Image location labeling entries:
---

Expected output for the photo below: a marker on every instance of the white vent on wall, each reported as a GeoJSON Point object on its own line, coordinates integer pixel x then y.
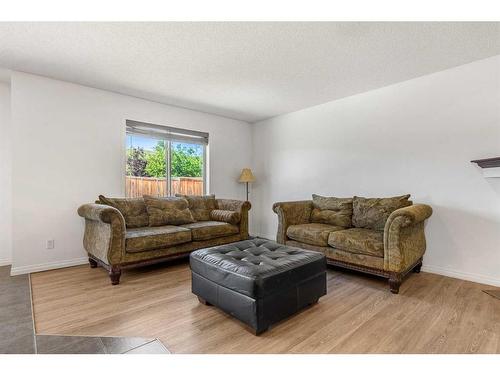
{"type": "Point", "coordinates": [490, 167]}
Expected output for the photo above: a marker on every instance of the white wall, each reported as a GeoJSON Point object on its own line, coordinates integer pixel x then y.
{"type": "Point", "coordinates": [418, 137]}
{"type": "Point", "coordinates": [5, 177]}
{"type": "Point", "coordinates": [69, 147]}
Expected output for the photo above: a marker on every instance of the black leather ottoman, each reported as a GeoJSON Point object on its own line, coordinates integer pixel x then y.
{"type": "Point", "coordinates": [258, 281]}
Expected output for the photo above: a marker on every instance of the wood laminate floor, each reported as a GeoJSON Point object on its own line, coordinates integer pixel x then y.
{"type": "Point", "coordinates": [432, 314]}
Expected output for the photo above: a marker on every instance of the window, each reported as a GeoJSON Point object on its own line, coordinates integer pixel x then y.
{"type": "Point", "coordinates": [164, 161]}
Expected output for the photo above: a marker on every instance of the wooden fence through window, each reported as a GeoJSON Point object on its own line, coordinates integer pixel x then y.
{"type": "Point", "coordinates": [139, 186]}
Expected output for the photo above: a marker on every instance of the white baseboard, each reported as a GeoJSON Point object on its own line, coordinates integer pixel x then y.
{"type": "Point", "coordinates": [47, 266]}
{"type": "Point", "coordinates": [5, 262]}
{"type": "Point", "coordinates": [461, 275]}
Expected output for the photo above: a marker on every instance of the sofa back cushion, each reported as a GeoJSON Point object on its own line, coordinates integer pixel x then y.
{"type": "Point", "coordinates": [331, 210]}
{"type": "Point", "coordinates": [167, 211]}
{"type": "Point", "coordinates": [133, 210]}
{"type": "Point", "coordinates": [226, 216]}
{"type": "Point", "coordinates": [200, 205]}
{"type": "Point", "coordinates": [372, 213]}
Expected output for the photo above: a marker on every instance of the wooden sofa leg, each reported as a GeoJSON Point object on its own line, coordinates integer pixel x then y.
{"type": "Point", "coordinates": [114, 274]}
{"type": "Point", "coordinates": [395, 283]}
{"type": "Point", "coordinates": [204, 302]}
{"type": "Point", "coordinates": [417, 268]}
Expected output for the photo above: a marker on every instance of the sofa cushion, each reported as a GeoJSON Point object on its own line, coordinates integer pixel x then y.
{"type": "Point", "coordinates": [372, 213]}
{"type": "Point", "coordinates": [133, 210]}
{"type": "Point", "coordinates": [167, 211]}
{"type": "Point", "coordinates": [231, 217]}
{"type": "Point", "coordinates": [332, 210]}
{"type": "Point", "coordinates": [150, 238]}
{"type": "Point", "coordinates": [200, 205]}
{"type": "Point", "coordinates": [359, 241]}
{"type": "Point", "coordinates": [206, 230]}
{"type": "Point", "coordinates": [312, 233]}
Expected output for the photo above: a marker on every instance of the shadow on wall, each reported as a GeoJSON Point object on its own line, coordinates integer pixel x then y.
{"type": "Point", "coordinates": [464, 237]}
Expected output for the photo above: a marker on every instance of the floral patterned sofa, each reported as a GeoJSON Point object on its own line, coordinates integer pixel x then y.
{"type": "Point", "coordinates": [129, 232]}
{"type": "Point", "coordinates": [381, 236]}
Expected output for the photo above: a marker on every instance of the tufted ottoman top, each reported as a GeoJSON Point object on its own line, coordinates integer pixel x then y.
{"type": "Point", "coordinates": [256, 267]}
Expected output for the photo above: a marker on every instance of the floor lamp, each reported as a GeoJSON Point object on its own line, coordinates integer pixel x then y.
{"type": "Point", "coordinates": [246, 176]}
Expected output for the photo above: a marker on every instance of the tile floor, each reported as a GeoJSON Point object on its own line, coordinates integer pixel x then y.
{"type": "Point", "coordinates": [17, 334]}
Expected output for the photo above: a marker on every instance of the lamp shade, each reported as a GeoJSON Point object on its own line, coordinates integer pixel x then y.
{"type": "Point", "coordinates": [246, 175]}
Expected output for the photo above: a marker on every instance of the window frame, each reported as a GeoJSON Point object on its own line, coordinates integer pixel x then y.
{"type": "Point", "coordinates": [170, 134]}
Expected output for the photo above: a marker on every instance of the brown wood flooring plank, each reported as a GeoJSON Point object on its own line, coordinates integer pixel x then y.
{"type": "Point", "coordinates": [432, 314]}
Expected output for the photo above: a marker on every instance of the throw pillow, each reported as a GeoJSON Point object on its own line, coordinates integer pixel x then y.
{"type": "Point", "coordinates": [167, 211]}
{"type": "Point", "coordinates": [133, 210]}
{"type": "Point", "coordinates": [372, 213]}
{"type": "Point", "coordinates": [200, 205]}
{"type": "Point", "coordinates": [332, 210]}
{"type": "Point", "coordinates": [226, 216]}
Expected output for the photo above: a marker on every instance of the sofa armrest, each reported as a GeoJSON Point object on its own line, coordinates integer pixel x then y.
{"type": "Point", "coordinates": [404, 237]}
{"type": "Point", "coordinates": [104, 236]}
{"type": "Point", "coordinates": [242, 207]}
{"type": "Point", "coordinates": [291, 213]}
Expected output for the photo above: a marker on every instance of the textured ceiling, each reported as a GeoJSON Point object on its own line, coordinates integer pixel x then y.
{"type": "Point", "coordinates": [248, 71]}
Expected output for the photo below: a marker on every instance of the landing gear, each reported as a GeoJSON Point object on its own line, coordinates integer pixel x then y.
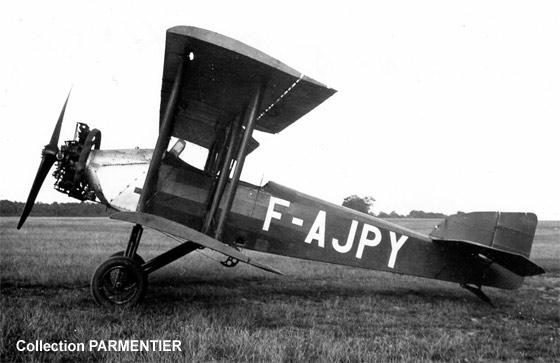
{"type": "Point", "coordinates": [230, 262]}
{"type": "Point", "coordinates": [136, 257]}
{"type": "Point", "coordinates": [119, 281]}
{"type": "Point", "coordinates": [123, 279]}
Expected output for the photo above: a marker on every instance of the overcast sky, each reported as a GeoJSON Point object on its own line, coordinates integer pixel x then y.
{"type": "Point", "coordinates": [441, 106]}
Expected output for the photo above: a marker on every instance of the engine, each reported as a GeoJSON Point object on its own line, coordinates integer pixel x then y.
{"type": "Point", "coordinates": [71, 163]}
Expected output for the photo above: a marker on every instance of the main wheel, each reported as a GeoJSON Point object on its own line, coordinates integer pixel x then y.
{"type": "Point", "coordinates": [119, 281]}
{"type": "Point", "coordinates": [136, 257]}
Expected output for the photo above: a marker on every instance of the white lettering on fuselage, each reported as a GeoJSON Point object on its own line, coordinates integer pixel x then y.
{"type": "Point", "coordinates": [370, 236]}
{"type": "Point", "coordinates": [271, 213]}
{"type": "Point", "coordinates": [317, 231]}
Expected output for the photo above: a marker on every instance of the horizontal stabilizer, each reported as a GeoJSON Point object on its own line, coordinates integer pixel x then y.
{"type": "Point", "coordinates": [512, 261]}
{"type": "Point", "coordinates": [504, 238]}
{"type": "Point", "coordinates": [184, 232]}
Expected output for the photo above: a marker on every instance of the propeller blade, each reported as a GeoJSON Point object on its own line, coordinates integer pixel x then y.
{"type": "Point", "coordinates": [56, 131]}
{"type": "Point", "coordinates": [49, 158]}
{"type": "Point", "coordinates": [46, 163]}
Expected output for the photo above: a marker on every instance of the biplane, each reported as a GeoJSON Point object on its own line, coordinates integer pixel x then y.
{"type": "Point", "coordinates": [216, 91]}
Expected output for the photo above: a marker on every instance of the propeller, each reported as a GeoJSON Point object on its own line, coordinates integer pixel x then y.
{"type": "Point", "coordinates": [48, 159]}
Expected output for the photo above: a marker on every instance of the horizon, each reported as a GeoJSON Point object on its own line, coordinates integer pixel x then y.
{"type": "Point", "coordinates": [439, 107]}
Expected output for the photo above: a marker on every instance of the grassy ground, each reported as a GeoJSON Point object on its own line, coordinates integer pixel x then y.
{"type": "Point", "coordinates": [318, 312]}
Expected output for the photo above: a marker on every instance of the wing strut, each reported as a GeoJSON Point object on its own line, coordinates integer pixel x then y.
{"type": "Point", "coordinates": [242, 152]}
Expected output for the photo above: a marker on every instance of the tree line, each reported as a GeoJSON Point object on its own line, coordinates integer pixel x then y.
{"type": "Point", "coordinates": [9, 208]}
{"type": "Point", "coordinates": [365, 205]}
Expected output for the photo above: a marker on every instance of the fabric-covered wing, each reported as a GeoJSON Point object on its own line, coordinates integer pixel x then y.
{"type": "Point", "coordinates": [222, 78]}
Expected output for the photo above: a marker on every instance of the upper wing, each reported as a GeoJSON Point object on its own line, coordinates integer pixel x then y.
{"type": "Point", "coordinates": [221, 80]}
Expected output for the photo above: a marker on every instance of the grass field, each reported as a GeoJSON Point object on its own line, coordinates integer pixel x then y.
{"type": "Point", "coordinates": [318, 312]}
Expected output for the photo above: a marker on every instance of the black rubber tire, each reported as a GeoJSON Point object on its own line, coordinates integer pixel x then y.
{"type": "Point", "coordinates": [119, 281]}
{"type": "Point", "coordinates": [136, 257]}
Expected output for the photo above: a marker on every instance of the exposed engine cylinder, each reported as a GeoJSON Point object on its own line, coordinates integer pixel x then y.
{"type": "Point", "coordinates": [71, 160]}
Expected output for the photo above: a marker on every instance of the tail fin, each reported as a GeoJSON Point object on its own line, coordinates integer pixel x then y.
{"type": "Point", "coordinates": [505, 238]}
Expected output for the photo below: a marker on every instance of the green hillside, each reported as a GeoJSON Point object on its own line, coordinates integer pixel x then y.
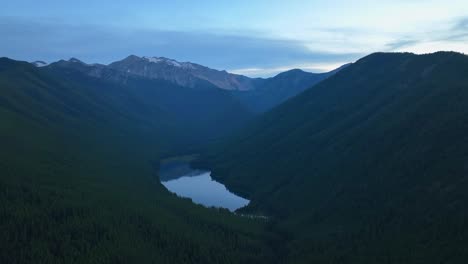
{"type": "Point", "coordinates": [78, 179]}
{"type": "Point", "coordinates": [367, 167]}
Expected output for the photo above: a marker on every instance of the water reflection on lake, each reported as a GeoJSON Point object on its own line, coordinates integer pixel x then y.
{"type": "Point", "coordinates": [199, 186]}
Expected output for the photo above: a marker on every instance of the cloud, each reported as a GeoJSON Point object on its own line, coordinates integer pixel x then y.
{"type": "Point", "coordinates": [53, 40]}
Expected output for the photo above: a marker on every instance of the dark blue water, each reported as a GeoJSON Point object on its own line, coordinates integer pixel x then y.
{"type": "Point", "coordinates": [202, 189]}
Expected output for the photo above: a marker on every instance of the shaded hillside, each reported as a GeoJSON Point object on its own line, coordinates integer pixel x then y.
{"type": "Point", "coordinates": [271, 92]}
{"type": "Point", "coordinates": [78, 181]}
{"type": "Point", "coordinates": [367, 167]}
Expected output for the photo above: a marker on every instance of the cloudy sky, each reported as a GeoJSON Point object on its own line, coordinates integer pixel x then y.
{"type": "Point", "coordinates": [251, 37]}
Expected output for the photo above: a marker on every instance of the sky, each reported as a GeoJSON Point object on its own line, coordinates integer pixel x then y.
{"type": "Point", "coordinates": [257, 38]}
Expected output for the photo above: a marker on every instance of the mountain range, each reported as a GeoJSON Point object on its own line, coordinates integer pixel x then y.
{"type": "Point", "coordinates": [365, 164]}
{"type": "Point", "coordinates": [369, 166]}
{"type": "Point", "coordinates": [257, 94]}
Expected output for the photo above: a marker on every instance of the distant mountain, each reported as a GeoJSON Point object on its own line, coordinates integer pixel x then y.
{"type": "Point", "coordinates": [274, 91]}
{"type": "Point", "coordinates": [369, 166]}
{"type": "Point", "coordinates": [182, 73]}
{"type": "Point", "coordinates": [39, 63]}
{"type": "Point", "coordinates": [257, 94]}
{"type": "Point", "coordinates": [78, 170]}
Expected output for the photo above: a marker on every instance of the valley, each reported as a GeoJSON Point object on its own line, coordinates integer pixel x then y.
{"type": "Point", "coordinates": [365, 164]}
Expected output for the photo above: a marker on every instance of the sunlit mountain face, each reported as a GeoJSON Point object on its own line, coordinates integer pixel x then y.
{"type": "Point", "coordinates": [246, 132]}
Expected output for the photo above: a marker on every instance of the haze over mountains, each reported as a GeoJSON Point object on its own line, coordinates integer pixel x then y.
{"type": "Point", "coordinates": [257, 94]}
{"type": "Point", "coordinates": [365, 164]}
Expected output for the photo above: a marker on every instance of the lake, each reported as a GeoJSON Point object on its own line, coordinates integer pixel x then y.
{"type": "Point", "coordinates": [198, 185]}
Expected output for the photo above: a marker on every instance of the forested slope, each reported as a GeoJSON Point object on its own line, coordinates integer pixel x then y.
{"type": "Point", "coordinates": [78, 180]}
{"type": "Point", "coordinates": [369, 166]}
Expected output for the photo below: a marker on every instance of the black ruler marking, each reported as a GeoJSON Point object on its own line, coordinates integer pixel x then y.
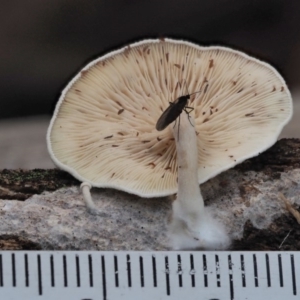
{"type": "Point", "coordinates": [77, 259]}
{"type": "Point", "coordinates": [116, 271]}
{"type": "Point", "coordinates": [205, 270]}
{"type": "Point", "coordinates": [128, 270]}
{"type": "Point", "coordinates": [65, 270]}
{"type": "Point", "coordinates": [218, 271]}
{"type": "Point", "coordinates": [154, 271]}
{"type": "Point", "coordinates": [268, 270]}
{"type": "Point", "coordinates": [91, 270]}
{"type": "Point", "coordinates": [293, 275]}
{"type": "Point", "coordinates": [1, 271]}
{"type": "Point", "coordinates": [167, 271]}
{"type": "Point", "coordinates": [26, 270]}
{"type": "Point", "coordinates": [179, 270]}
{"type": "Point", "coordinates": [230, 277]}
{"type": "Point", "coordinates": [40, 286]}
{"type": "Point", "coordinates": [192, 272]}
{"type": "Point", "coordinates": [243, 271]}
{"type": "Point", "coordinates": [280, 270]}
{"type": "Point", "coordinates": [52, 270]}
{"type": "Point", "coordinates": [142, 271]}
{"type": "Point", "coordinates": [103, 277]}
{"type": "Point", "coordinates": [13, 267]}
{"type": "Point", "coordinates": [255, 271]}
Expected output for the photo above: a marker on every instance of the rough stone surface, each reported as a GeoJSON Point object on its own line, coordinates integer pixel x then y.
{"type": "Point", "coordinates": [245, 199]}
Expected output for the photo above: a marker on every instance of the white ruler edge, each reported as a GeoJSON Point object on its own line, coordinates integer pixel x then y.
{"type": "Point", "coordinates": [109, 275]}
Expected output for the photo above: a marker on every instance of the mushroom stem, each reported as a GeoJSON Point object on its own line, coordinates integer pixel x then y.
{"type": "Point", "coordinates": [86, 192]}
{"type": "Point", "coordinates": [192, 225]}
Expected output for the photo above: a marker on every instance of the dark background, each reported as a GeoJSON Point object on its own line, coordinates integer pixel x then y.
{"type": "Point", "coordinates": [44, 43]}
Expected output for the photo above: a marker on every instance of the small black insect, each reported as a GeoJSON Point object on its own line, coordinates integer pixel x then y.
{"type": "Point", "coordinates": [174, 111]}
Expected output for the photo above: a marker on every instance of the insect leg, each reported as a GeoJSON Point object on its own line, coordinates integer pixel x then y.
{"type": "Point", "coordinates": [188, 110]}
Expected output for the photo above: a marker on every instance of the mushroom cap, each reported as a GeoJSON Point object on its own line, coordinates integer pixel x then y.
{"type": "Point", "coordinates": [103, 128]}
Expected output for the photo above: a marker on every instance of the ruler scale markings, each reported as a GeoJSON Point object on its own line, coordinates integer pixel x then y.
{"type": "Point", "coordinates": [103, 278]}
{"type": "Point", "coordinates": [13, 266]}
{"type": "Point", "coordinates": [293, 275]}
{"type": "Point", "coordinates": [154, 271]}
{"type": "Point", "coordinates": [280, 270]}
{"type": "Point", "coordinates": [116, 271]}
{"type": "Point", "coordinates": [205, 270]}
{"type": "Point", "coordinates": [192, 271]}
{"type": "Point", "coordinates": [91, 270]}
{"type": "Point", "coordinates": [268, 270]}
{"type": "Point", "coordinates": [179, 270]}
{"type": "Point", "coordinates": [39, 265]}
{"type": "Point", "coordinates": [26, 270]}
{"type": "Point", "coordinates": [52, 270]}
{"type": "Point", "coordinates": [142, 271]}
{"type": "Point", "coordinates": [77, 262]}
{"type": "Point", "coordinates": [267, 275]}
{"type": "Point", "coordinates": [167, 271]}
{"type": "Point", "coordinates": [230, 278]}
{"type": "Point", "coordinates": [255, 270]}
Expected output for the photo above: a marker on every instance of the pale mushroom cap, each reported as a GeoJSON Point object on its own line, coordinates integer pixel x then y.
{"type": "Point", "coordinates": [103, 129]}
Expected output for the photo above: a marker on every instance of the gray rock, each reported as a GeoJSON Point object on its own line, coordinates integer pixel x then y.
{"type": "Point", "coordinates": [58, 220]}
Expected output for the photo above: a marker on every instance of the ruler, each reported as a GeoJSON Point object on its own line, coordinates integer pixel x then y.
{"type": "Point", "coordinates": [92, 275]}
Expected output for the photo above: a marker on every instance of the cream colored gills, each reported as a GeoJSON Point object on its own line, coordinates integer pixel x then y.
{"type": "Point", "coordinates": [103, 129]}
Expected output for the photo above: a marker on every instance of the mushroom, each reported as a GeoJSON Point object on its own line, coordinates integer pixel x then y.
{"type": "Point", "coordinates": [103, 128]}
{"type": "Point", "coordinates": [192, 225]}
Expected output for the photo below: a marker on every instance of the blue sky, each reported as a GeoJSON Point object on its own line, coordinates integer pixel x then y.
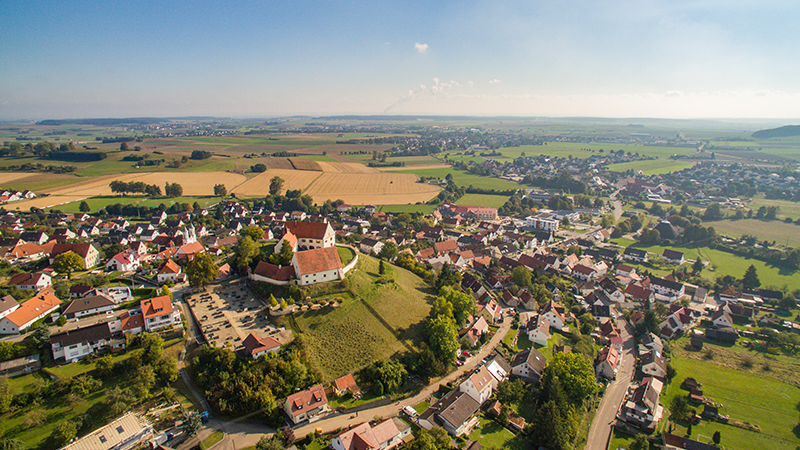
{"type": "Point", "coordinates": [678, 59]}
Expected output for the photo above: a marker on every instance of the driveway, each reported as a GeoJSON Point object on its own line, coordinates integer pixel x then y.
{"type": "Point", "coordinates": [337, 420]}
{"type": "Point", "coordinates": [606, 414]}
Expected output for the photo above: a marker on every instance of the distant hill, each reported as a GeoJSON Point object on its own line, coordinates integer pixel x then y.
{"type": "Point", "coordinates": [787, 131]}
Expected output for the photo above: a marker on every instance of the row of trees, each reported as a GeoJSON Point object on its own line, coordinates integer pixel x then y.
{"type": "Point", "coordinates": [136, 187]}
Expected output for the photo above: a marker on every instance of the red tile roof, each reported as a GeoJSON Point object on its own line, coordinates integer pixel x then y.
{"type": "Point", "coordinates": [317, 260]}
{"type": "Point", "coordinates": [157, 306]}
{"type": "Point", "coordinates": [308, 230]}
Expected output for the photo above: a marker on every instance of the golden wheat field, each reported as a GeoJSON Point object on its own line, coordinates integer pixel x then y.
{"type": "Point", "coordinates": [200, 183]}
{"type": "Point", "coordinates": [346, 167]}
{"type": "Point", "coordinates": [355, 188]}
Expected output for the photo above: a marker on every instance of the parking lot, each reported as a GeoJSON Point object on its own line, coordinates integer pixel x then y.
{"type": "Point", "coordinates": [228, 313]}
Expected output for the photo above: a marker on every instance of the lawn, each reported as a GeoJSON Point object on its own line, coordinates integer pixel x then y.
{"type": "Point", "coordinates": [397, 209]}
{"type": "Point", "coordinates": [96, 203]}
{"type": "Point", "coordinates": [764, 401]}
{"type": "Point", "coordinates": [651, 167]}
{"type": "Point", "coordinates": [781, 233]}
{"type": "Point", "coordinates": [346, 254]}
{"type": "Point", "coordinates": [491, 201]}
{"type": "Point", "coordinates": [620, 440]}
{"type": "Point", "coordinates": [724, 263]}
{"type": "Point", "coordinates": [211, 440]}
{"type": "Point", "coordinates": [491, 434]}
{"type": "Point", "coordinates": [467, 179]}
{"type": "Point", "coordinates": [385, 320]}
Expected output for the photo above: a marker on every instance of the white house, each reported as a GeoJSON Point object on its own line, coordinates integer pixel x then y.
{"type": "Point", "coordinates": [159, 313]}
{"type": "Point", "coordinates": [383, 435]}
{"type": "Point", "coordinates": [125, 261]}
{"type": "Point", "coordinates": [608, 362]}
{"type": "Point", "coordinates": [30, 281]}
{"type": "Point", "coordinates": [86, 306]}
{"type": "Point", "coordinates": [29, 312]}
{"type": "Point", "coordinates": [170, 271]}
{"type": "Point", "coordinates": [317, 265]}
{"type": "Point", "coordinates": [478, 385]}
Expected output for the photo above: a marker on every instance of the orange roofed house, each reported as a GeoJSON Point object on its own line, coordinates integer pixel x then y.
{"type": "Point", "coordinates": [256, 347]}
{"type": "Point", "coordinates": [306, 405]}
{"type": "Point", "coordinates": [307, 235]}
{"type": "Point", "coordinates": [29, 312]}
{"type": "Point", "coordinates": [383, 435]}
{"type": "Point", "coordinates": [158, 313]}
{"type": "Point", "coordinates": [317, 265]}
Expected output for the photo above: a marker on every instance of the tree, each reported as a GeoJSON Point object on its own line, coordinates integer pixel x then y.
{"type": "Point", "coordinates": [191, 423]}
{"type": "Point", "coordinates": [575, 375]}
{"type": "Point", "coordinates": [254, 232]}
{"type": "Point", "coordinates": [521, 276]}
{"type": "Point", "coordinates": [270, 443]}
{"type": "Point", "coordinates": [173, 190]}
{"type": "Point", "coordinates": [443, 338]}
{"type": "Point", "coordinates": [64, 432]}
{"type": "Point", "coordinates": [275, 185]}
{"type": "Point", "coordinates": [434, 439]}
{"type": "Point", "coordinates": [697, 267]}
{"type": "Point", "coordinates": [391, 374]}
{"type": "Point", "coordinates": [220, 190]}
{"type": "Point", "coordinates": [201, 270]}
{"type": "Point", "coordinates": [511, 392]}
{"type": "Point", "coordinates": [679, 407]}
{"type": "Point", "coordinates": [6, 395]}
{"type": "Point", "coordinates": [243, 253]}
{"type": "Point", "coordinates": [67, 263]}
{"type": "Point", "coordinates": [640, 442]}
{"type": "Point", "coordinates": [11, 444]}
{"type": "Point", "coordinates": [750, 279]}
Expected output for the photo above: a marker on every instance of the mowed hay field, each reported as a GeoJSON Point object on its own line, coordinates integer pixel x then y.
{"type": "Point", "coordinates": [383, 320]}
{"type": "Point", "coordinates": [357, 188]}
{"type": "Point", "coordinates": [194, 184]}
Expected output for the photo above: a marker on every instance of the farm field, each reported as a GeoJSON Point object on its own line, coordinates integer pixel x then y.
{"type": "Point", "coordinates": [785, 207]}
{"type": "Point", "coordinates": [467, 179]}
{"type": "Point", "coordinates": [651, 167]}
{"type": "Point", "coordinates": [491, 201]}
{"type": "Point", "coordinates": [787, 234]}
{"type": "Point", "coordinates": [723, 263]}
{"type": "Point", "coordinates": [354, 188]}
{"type": "Point", "coordinates": [352, 336]}
{"type": "Point", "coordinates": [764, 401]}
{"type": "Point", "coordinates": [412, 208]}
{"type": "Point", "coordinates": [193, 185]}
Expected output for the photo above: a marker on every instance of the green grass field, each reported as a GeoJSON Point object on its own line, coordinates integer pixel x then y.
{"type": "Point", "coordinates": [764, 401]}
{"type": "Point", "coordinates": [781, 233]}
{"type": "Point", "coordinates": [397, 209]}
{"type": "Point", "coordinates": [96, 203]}
{"type": "Point", "coordinates": [468, 179]}
{"type": "Point", "coordinates": [491, 201]}
{"type": "Point", "coordinates": [724, 263]}
{"type": "Point", "coordinates": [651, 167]}
{"type": "Point", "coordinates": [493, 435]}
{"type": "Point", "coordinates": [351, 336]}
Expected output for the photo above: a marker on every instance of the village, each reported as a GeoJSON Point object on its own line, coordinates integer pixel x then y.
{"type": "Point", "coordinates": [532, 281]}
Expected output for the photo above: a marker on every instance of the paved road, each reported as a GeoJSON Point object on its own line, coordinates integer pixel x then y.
{"type": "Point", "coordinates": [337, 420]}
{"type": "Point", "coordinates": [600, 431]}
{"type": "Point", "coordinates": [617, 206]}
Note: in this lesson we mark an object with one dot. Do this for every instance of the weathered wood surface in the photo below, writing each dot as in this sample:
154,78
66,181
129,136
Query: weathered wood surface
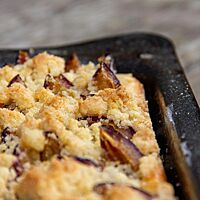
26,23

---

◆ EXERCISE DETAILS ◆
Set down only the lines running from the line with "of the paved" to the end of the entries, inclusive; omit every picture.

◆ CORRECT OUTPUT ◆
Expected output for the photo above: a marker on every instance of the paved road, each reported as a GeoJSON Point object on its own line, coordinates integer pixel x then y.
{"type": "Point", "coordinates": [337, 420]}
{"type": "Point", "coordinates": [600, 431]}
{"type": "Point", "coordinates": [617, 206]}
Note: in this lesson we mark an object with one dot. Do this for every instance of the weathered wood surface in the photo below, writing each dot as in this sample:
154,78
66,181
129,136
Query: weathered wood surface
26,23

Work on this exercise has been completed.